#### Records for the task
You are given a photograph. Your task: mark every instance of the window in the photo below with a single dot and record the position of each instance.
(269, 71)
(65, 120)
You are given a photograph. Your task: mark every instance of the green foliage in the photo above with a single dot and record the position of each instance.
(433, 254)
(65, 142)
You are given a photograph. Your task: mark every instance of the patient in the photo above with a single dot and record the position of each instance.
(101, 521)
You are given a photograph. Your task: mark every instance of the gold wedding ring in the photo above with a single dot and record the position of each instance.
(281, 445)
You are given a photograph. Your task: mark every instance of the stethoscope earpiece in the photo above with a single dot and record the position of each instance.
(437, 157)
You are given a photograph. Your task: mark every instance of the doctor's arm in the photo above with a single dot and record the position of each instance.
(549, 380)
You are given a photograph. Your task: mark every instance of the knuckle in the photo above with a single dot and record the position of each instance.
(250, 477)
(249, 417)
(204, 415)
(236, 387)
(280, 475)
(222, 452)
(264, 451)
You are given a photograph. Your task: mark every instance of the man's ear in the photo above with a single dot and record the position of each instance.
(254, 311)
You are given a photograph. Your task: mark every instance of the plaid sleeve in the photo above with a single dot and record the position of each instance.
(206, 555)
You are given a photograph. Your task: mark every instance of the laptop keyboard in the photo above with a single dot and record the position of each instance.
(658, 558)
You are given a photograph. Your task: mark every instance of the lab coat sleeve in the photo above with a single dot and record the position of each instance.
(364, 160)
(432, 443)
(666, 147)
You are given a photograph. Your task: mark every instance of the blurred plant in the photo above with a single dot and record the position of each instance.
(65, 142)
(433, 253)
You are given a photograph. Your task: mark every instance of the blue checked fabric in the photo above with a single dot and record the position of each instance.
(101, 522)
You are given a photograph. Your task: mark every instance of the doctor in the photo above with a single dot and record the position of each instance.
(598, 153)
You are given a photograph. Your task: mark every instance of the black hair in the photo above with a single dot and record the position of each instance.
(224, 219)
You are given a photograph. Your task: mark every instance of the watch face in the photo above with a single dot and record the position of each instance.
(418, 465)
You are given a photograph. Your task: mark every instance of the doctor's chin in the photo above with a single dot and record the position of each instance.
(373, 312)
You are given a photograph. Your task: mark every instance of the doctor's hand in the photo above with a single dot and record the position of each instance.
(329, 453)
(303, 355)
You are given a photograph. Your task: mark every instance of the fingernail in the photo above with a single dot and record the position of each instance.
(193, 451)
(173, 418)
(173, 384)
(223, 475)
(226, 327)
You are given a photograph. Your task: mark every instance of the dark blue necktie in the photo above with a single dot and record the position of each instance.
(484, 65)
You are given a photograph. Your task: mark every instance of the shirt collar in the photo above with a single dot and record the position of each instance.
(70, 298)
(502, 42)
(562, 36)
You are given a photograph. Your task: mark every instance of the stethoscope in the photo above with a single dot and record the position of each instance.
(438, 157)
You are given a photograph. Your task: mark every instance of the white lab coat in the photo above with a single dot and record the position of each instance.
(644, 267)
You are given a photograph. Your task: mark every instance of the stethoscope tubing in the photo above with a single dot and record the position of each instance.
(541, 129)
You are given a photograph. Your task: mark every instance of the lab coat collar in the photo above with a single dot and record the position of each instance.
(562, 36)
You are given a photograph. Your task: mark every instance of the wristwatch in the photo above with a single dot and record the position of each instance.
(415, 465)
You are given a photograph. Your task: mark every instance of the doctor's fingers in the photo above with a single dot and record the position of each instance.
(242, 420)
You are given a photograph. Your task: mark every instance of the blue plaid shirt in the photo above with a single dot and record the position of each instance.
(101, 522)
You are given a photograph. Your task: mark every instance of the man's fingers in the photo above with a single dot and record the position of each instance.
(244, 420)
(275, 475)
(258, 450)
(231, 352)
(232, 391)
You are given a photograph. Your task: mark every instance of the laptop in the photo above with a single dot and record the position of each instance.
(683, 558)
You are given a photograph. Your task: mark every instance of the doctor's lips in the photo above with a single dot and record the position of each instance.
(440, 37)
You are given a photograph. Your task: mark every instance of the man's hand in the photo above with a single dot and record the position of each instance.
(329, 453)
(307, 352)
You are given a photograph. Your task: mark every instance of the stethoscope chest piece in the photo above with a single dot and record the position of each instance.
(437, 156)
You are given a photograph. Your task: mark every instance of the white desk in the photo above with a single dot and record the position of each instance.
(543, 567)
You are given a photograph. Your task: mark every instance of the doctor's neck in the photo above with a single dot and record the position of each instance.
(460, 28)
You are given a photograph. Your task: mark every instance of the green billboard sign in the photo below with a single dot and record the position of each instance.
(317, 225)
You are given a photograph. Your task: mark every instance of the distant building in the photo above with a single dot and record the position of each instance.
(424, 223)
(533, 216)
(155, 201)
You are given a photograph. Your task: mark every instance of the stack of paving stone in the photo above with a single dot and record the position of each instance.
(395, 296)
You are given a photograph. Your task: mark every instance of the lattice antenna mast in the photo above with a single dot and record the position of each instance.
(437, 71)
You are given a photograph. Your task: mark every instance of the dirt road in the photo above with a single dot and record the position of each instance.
########
• Exercise instructions: Starting from the line holding "the white desk", restate the remaining lines of the data word for word, including the last.

• Output:
You are given a photograph. Your task: mark every instance of the white desk in the photo above with a single dot and record the position of each instance.
(543, 567)
You are given a photograph. Your task: mark every instance of the doctor's neck in the photo above with a single dot and record the position of each instance.
(460, 28)
You are given a photograph. Your task: mark every instance of the green billboard sign in the photo below with a single dot and record the position of each instance.
(317, 225)
You are given a photograph. Your task: mark every instance of the distant building in the photo above with a single dot and record the position of each instance.
(424, 223)
(533, 216)
(155, 201)
You are given a photograph. Your task: mark every instance of the stack of paving stone in the photo above with a single dot and record the position of each instance.
(395, 296)
You are given a photograph. Your task: mark every instance of the lattice antenna mast in the photo above with a single dot and record the position of each instance.
(437, 71)
You are given a photograph. Your task: mark every instance of the dirt road in the photo above with a single dot and record the position of each instance.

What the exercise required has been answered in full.